== WHAT IS BEING ASKED ==
Check each statement against the article on the unexplained XENON1T signals. Answer yes or no, and quote the words of the article that decide it: (a) The excess measurements appear in the main analysis rather than in the background events. (b) The Laboratori Nazionali del Gran Sasso is an underground facility in the Abruzzo Mountains of Italy. (c) The researchers found 35 additional recoils they could not account for.

== EXCERPT PROVIDED ==
Fast radio bursts have been getting all of the “mysterious signals” publicity lately, so it’s easy to see why other mysterious signals have been overlooked. That’s no longer the case with one in particular, despite the new paper announcing them with the unwieldy description of “Excess Electronic Recoil Events.” What should make everyone recoil is that these signals are coming from experiments attempting to find dark matter and the 163 scientists conducting them can’t explain the messages.
“This is really a rather surprising result. The excess measurements do not show up in our main analysis, but rather in our background events. It’s really curious in many ways. Unexpected for sure. Unclear as to what causes this. It’s certainly some new effect that we hadn’t considered before.”
In a press release by Purdue University, Rafael Lang, an associate professor of physics and astronomy at the school and one of the 163 scientists, uses some words you don’t want to hear from people playing with particle accelerators looking for dark matter. Lang is part of the Xenon Collaboration working at the Laboratori Nazionali del Gran Sasso, an underground particle physics facility in the Abruzzo Mountains of Italy north of Rome.
“The XENON1T experiment, employing a liquid-xenon time projection chamber (LXe TPC), was
primarily designed to detect Weakly Interacting Massive Particle (WIMP) dark matter. Due to its unprecedentedly low background rate, large target mass, and low energy threshold, XENON1T is also sensitive to interactions from alternative dark matter candidates and to other physics beyond the Standard Model (SM).”
Xenon (Xe) is used as propellant for ion thrusters in spacecraft, so it’s not a element to be fooled with lightly. In this case, it’s being used to detect WIMP dark matter hitting a xenon nucleus and causing a signal or ‘recoil’ – a search that has been going on there for 14 years without success. To pass the time, bored particle physicists began using the XENON1T to search for other hypothetical particles banging into things besides xenon nuclei. That’s when they found 53 additional recoils they couldn’t account for. They’ve spent the last year secretly trying to figure out what they are.
“The question is: Is this some known physics, such as a tiny contamination with tritium, or is this the tip of the iceberg pointing to truly new physics, beyond what we know from textbooks? We simply don’t know at this point.”

== SUPPLIED MATERIAL ==
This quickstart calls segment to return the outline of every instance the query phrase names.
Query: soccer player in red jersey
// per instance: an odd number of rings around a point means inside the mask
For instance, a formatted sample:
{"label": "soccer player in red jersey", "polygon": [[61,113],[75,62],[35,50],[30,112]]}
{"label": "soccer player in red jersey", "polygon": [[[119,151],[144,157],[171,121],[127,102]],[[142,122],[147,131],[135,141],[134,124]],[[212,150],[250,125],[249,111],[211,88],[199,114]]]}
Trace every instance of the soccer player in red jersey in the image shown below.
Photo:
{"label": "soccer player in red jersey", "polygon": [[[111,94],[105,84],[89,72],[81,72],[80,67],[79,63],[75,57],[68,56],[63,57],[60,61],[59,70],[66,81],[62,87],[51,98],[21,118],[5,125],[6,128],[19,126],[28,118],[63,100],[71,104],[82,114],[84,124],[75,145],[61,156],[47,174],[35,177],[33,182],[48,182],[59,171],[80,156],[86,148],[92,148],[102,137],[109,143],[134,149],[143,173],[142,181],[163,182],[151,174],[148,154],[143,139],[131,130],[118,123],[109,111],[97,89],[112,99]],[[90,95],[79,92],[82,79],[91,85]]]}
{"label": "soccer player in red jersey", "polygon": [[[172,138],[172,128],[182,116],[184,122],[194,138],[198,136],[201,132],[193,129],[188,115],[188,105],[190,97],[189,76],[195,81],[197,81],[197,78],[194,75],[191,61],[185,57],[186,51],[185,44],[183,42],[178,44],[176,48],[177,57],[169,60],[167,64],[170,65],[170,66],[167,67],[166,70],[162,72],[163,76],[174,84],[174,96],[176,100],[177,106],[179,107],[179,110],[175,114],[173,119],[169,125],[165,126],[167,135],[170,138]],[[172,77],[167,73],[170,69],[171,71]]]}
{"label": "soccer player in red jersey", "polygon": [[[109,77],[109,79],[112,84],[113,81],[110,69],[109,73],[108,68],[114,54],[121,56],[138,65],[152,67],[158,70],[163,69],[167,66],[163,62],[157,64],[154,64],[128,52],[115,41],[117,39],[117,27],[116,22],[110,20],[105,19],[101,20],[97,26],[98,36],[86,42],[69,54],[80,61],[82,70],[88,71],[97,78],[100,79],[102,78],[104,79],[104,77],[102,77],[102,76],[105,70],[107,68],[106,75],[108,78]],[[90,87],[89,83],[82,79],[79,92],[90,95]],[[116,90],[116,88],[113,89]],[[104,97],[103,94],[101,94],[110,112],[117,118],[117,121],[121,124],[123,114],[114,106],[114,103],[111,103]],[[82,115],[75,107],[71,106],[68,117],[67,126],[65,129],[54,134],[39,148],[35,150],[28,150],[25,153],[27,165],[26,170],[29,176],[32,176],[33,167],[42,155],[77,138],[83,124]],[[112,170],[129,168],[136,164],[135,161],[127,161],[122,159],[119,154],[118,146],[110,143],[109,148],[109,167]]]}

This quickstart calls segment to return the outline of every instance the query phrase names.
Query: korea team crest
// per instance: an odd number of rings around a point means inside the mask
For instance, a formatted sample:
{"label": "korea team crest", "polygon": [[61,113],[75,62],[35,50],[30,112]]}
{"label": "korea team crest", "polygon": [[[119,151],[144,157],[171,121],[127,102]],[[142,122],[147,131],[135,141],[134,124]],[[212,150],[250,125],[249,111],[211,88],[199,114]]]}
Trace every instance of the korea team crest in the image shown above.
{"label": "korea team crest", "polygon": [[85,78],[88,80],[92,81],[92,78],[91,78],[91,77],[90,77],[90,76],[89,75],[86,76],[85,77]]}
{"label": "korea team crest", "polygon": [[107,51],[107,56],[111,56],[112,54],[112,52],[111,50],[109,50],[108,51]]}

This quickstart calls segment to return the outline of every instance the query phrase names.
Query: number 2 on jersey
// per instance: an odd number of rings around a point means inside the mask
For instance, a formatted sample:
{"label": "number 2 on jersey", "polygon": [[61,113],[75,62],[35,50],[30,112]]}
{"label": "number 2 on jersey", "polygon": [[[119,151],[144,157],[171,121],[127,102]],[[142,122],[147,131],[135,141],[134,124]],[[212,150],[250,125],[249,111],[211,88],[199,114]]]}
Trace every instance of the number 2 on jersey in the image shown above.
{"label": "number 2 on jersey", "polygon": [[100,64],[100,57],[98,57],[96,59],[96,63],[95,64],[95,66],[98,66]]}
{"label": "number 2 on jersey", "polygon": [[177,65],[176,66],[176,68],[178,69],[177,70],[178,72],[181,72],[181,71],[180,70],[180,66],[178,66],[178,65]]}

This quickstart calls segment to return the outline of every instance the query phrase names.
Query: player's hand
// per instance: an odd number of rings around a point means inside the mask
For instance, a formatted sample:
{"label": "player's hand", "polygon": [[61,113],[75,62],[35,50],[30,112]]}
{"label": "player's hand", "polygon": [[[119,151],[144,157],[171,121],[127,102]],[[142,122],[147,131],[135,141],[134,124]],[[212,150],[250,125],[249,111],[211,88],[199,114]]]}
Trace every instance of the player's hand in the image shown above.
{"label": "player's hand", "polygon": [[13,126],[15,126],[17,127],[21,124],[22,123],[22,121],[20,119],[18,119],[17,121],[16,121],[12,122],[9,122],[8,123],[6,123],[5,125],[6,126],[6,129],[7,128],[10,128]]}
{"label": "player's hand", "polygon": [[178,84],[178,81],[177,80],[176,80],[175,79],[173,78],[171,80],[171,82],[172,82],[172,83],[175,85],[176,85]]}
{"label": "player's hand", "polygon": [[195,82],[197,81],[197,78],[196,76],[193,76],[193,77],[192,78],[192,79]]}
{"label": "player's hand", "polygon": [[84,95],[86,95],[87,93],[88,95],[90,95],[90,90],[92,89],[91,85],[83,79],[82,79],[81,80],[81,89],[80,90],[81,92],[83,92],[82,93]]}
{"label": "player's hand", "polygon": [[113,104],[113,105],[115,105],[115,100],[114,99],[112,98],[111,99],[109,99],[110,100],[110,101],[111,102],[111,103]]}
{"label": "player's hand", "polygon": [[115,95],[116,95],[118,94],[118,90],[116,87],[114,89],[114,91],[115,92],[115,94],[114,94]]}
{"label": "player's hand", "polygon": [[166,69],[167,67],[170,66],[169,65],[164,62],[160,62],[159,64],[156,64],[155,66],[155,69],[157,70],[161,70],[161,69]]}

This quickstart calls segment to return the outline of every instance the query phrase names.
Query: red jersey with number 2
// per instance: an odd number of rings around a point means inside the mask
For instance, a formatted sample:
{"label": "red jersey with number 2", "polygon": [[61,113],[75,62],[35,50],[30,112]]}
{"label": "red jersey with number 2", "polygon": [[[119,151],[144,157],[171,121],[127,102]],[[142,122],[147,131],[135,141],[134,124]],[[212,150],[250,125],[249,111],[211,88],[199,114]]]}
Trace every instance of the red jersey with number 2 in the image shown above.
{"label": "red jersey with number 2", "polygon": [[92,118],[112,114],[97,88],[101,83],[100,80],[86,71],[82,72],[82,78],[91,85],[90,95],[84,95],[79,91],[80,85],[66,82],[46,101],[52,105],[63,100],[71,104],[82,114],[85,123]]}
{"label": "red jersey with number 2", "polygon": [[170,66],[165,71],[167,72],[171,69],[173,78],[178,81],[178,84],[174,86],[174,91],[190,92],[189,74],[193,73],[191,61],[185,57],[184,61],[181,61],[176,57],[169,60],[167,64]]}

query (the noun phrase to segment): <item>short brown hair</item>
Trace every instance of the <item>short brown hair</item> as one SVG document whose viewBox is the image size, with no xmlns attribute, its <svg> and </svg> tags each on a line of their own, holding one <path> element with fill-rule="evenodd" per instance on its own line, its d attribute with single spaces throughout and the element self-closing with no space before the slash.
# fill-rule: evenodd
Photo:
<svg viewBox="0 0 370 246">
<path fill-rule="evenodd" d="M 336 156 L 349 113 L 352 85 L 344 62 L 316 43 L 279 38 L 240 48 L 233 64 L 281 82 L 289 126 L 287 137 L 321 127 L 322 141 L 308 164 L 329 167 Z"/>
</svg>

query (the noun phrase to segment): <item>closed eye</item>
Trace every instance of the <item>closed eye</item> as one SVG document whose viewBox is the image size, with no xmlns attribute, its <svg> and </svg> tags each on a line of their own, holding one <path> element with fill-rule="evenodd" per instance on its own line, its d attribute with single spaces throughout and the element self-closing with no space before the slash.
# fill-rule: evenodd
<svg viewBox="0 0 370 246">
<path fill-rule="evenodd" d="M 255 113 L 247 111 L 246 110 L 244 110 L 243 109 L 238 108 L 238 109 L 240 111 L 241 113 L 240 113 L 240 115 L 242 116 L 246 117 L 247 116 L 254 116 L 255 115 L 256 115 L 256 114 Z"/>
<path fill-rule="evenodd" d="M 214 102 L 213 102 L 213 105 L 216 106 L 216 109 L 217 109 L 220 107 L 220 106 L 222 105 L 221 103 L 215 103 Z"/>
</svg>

== EXERCISE ANSWER ==
(a) No: "The excess measurements do not show up in our main analysis, but rather in our background events."
(b) Yes: "an underground particle physics facility in the Abruzzo Mountains of Italy north of Rome"
(c) No: "That’s when they found 53 additional recoils they couldn’t account for."